#### [Work item]
Make an exact copy of the listing underneath, skipping each picture.
START Records for the exercise
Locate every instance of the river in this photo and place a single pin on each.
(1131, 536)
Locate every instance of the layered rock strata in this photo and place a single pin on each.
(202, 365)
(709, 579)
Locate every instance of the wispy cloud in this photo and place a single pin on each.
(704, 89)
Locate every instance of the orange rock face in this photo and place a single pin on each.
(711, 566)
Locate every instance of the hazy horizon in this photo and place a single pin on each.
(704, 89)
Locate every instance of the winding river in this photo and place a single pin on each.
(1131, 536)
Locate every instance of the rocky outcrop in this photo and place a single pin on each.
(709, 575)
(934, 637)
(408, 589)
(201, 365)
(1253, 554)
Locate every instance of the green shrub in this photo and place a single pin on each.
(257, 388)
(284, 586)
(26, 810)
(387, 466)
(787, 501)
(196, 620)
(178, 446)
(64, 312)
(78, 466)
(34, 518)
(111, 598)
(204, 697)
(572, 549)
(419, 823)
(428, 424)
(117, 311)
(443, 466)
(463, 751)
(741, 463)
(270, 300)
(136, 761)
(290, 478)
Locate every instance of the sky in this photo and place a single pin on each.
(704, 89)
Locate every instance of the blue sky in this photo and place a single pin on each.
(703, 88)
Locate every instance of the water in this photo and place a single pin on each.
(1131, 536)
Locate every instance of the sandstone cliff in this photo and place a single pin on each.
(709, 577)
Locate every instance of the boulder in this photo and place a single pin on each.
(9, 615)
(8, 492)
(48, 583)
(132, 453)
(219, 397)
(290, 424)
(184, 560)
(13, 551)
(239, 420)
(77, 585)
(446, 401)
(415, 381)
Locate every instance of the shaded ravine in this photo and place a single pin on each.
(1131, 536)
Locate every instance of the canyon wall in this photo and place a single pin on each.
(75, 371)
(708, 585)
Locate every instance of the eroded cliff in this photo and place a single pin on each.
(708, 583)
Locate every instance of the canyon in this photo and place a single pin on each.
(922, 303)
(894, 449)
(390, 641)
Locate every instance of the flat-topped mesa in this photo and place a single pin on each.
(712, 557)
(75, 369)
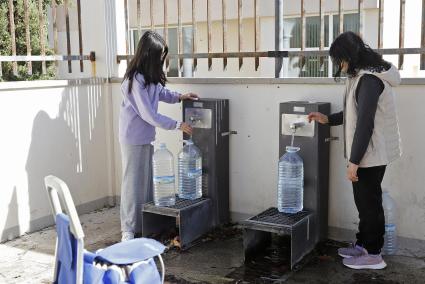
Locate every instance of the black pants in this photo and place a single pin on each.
(368, 199)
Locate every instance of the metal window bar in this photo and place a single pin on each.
(360, 12)
(240, 32)
(257, 34)
(12, 35)
(68, 34)
(340, 16)
(209, 31)
(224, 23)
(152, 18)
(194, 35)
(180, 34)
(380, 23)
(80, 34)
(322, 33)
(423, 36)
(127, 28)
(278, 53)
(302, 59)
(27, 34)
(42, 34)
(167, 61)
(401, 32)
(55, 26)
(139, 17)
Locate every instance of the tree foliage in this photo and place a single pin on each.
(20, 35)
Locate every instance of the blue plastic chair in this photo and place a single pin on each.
(126, 262)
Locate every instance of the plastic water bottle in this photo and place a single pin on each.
(390, 237)
(290, 191)
(190, 171)
(163, 177)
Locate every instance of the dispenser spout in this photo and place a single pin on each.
(296, 125)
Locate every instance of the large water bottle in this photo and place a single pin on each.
(163, 177)
(291, 182)
(190, 171)
(390, 237)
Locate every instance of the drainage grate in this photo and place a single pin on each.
(273, 216)
(180, 203)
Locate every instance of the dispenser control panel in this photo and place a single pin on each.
(300, 121)
(198, 117)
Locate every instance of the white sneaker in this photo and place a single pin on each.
(126, 236)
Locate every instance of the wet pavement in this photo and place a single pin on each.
(216, 258)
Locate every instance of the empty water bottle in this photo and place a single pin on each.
(190, 171)
(291, 182)
(163, 177)
(390, 237)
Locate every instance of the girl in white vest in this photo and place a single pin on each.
(371, 140)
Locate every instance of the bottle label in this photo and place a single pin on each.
(163, 179)
(194, 173)
(390, 227)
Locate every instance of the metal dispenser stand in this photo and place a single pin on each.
(210, 120)
(308, 227)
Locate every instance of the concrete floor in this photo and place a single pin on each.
(218, 258)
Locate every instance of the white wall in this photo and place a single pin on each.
(51, 127)
(254, 150)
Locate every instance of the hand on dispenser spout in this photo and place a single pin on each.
(189, 96)
(186, 128)
(319, 117)
(352, 172)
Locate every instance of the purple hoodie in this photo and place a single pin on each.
(139, 111)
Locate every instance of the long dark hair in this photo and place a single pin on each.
(350, 47)
(148, 60)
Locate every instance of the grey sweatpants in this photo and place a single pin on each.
(137, 185)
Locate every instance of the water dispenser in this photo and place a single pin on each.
(309, 226)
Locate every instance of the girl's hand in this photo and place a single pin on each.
(186, 128)
(189, 96)
(319, 117)
(352, 172)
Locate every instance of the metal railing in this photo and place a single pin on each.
(29, 58)
(280, 52)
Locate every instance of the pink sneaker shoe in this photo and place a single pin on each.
(366, 261)
(352, 251)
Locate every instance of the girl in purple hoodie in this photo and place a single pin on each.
(143, 87)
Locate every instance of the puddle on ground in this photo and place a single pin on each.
(270, 266)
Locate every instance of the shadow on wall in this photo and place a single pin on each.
(59, 146)
(12, 216)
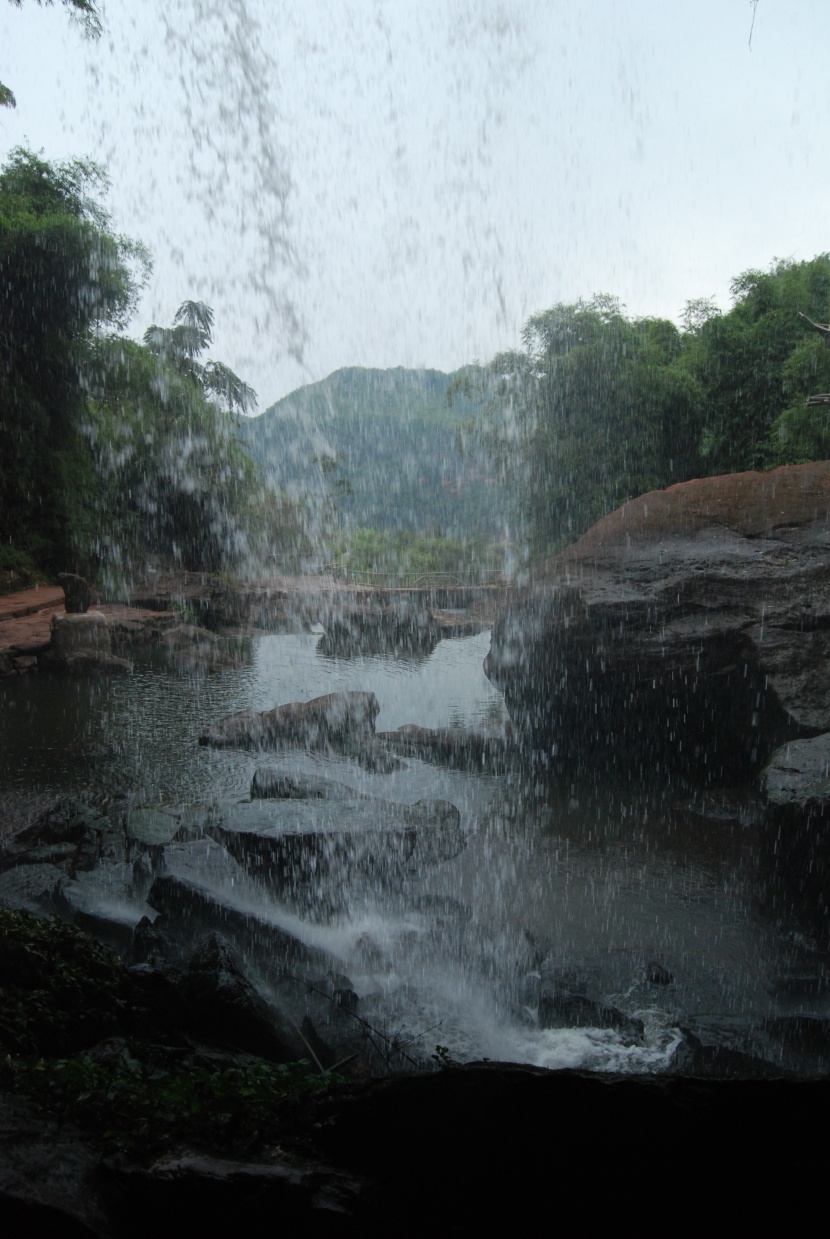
END Records for the exercise
#### [Solution]
Locate every instance of the river in this photo and place a single pin on each.
(1131, 536)
Locate every instance of the layered rock strata in this photo and place a single pin on each.
(202, 365)
(709, 579)
Locate every instance of the wispy cloud in this photo and place a single pin on each.
(704, 89)
Locate every instance of the orange rock face in this photo and place a single pin on each.
(711, 566)
Locate every instance of the hazy horizon in this photo and place a single pin on each.
(704, 89)
Locate every instance of the winding river in this photo and place a single pin on each.
(1131, 536)
Locate every instance of the rocky outcrop in this photo and place a single pin on each.
(709, 575)
(934, 637)
(408, 589)
(201, 365)
(1253, 554)
Locate every instance of the green shrub in this photo and place a single pin on each.
(257, 388)
(284, 586)
(26, 810)
(387, 466)
(787, 501)
(196, 620)
(178, 446)
(64, 312)
(78, 466)
(34, 518)
(111, 598)
(204, 697)
(572, 549)
(419, 823)
(428, 424)
(117, 311)
(443, 466)
(463, 751)
(741, 463)
(270, 300)
(136, 761)
(290, 478)
Locate every instance of the sky in this photo and place a single pin on each.
(704, 89)
Locate every instance of the blue sky in this photo and place a single pin on each.
(703, 88)
Locate every instance of the water in this photo and place a single pin on each.
(1131, 536)
Locate every instance of the sandstone cliff in this photo and place a single pin on each.
(709, 577)
Locate every instance of the boulder in this photo and place a single pin on each.
(9, 615)
(8, 492)
(48, 583)
(132, 453)
(219, 397)
(290, 424)
(184, 560)
(13, 551)
(239, 420)
(77, 585)
(446, 401)
(415, 381)
Locate every instance of the shaded ravine in this photo and place a single pin on each.
(1131, 536)
Locate every instance of the canyon wall in this photo and place a single pin on each.
(75, 371)
(708, 585)
Locate every instance of the eroded cliff in this photo and place a single pin on each.
(708, 583)
Locate every instance of the canyon in this photo and place a single pin on each.
(922, 303)
(894, 449)
(390, 641)
Locate every instance of the flat-topped mesa in this photo and place a single pin on each.
(712, 557)
(75, 369)
Locate every instance of the black pants in this photo and place a single pin on each.
(368, 199)
Locate every instance of the metal window bar in this photo and place a single pin on each.
(360, 12)
(240, 32)
(257, 34)
(12, 35)
(68, 34)
(340, 16)
(209, 31)
(224, 23)
(152, 18)
(194, 35)
(180, 34)
(380, 23)
(80, 34)
(322, 33)
(423, 36)
(127, 28)
(278, 53)
(302, 59)
(27, 34)
(42, 34)
(167, 61)
(401, 32)
(55, 26)
(139, 17)
Locate every instance of the tree foliage in this photo and place a single pin on each.
(20, 35)
Locate every instance of the blue plastic chair in this photo and place a single pin on each.
(126, 262)
Locate every instance of the plastic water bottle in this photo and place a single pin on each.
(390, 237)
(290, 191)
(190, 171)
(163, 177)
Locate every instance of the dispenser spout in this photo and place a single pin on each.
(296, 125)
Locate every instance of the large water bottle in this photo and place a single pin on each.
(163, 177)
(291, 182)
(190, 171)
(390, 237)
Locate every instance of the drainage grate in this photo and place a single pin on each.
(273, 216)
(180, 203)
Locate every instance of the dispenser control panel in this photo and place a single pin on each.
(300, 121)
(198, 117)
Locate every instance of the white sneaker in this photo and place a single pin on each.
(126, 236)
Locate every instance of the wet pavement in this photo and place a single pin on each.
(216, 258)
Locate every instance of the empty water bottle in this photo and place a single pin on each.
(190, 171)
(291, 182)
(163, 177)
(390, 237)
Locate every instance of the girl in white vest in this photo and place a single pin on each.
(371, 140)
Locate every instance of the bottle label in this photo and place a single pin on each.
(163, 179)
(194, 173)
(390, 227)
Locate every instance of the metal dispenser stand in this photo and place a single pin on each.
(210, 120)
(308, 227)
Locate every instance of the concrete floor in this photo and place a single pin on each.
(218, 258)
Locate every instance of the white wall in this photo and place a single pin on each.
(51, 127)
(254, 150)
Locate every instance of the hand on dispenser spout in this photo and place a single pin on each.
(189, 96)
(186, 128)
(319, 117)
(352, 172)
Locate every instance of the purple hoodie in this photo and place a single pin on each.
(139, 111)
Locate every instance of the long dark hair in this photo and place a single pin on each.
(350, 47)
(148, 60)
Locate every instance of the grey sweatpants in this photo and place a single pin on each.
(137, 185)
Locate every instance of the water dispenser in this photo and place a single pin on each.
(309, 226)
Locate every instance of the girl's hand in this photo and place a single pin on each.
(186, 128)
(189, 96)
(319, 117)
(352, 172)
Locate every instance of the metal railing in this photo and place a single pin on each.
(29, 58)
(280, 52)
Locate every instance of the pink sneaker shoe in this photo and place a single pin on each.
(366, 261)
(352, 251)
Locate every instance of the girl in purple hoodie in this photo and place a single pin on each.
(143, 87)
Locate every instance of the puddle on ground in this photo and place a single pin on each.
(270, 266)
Locate every instance of the shadow on wall in this photo and place a single pin on each.
(59, 146)
(12, 216)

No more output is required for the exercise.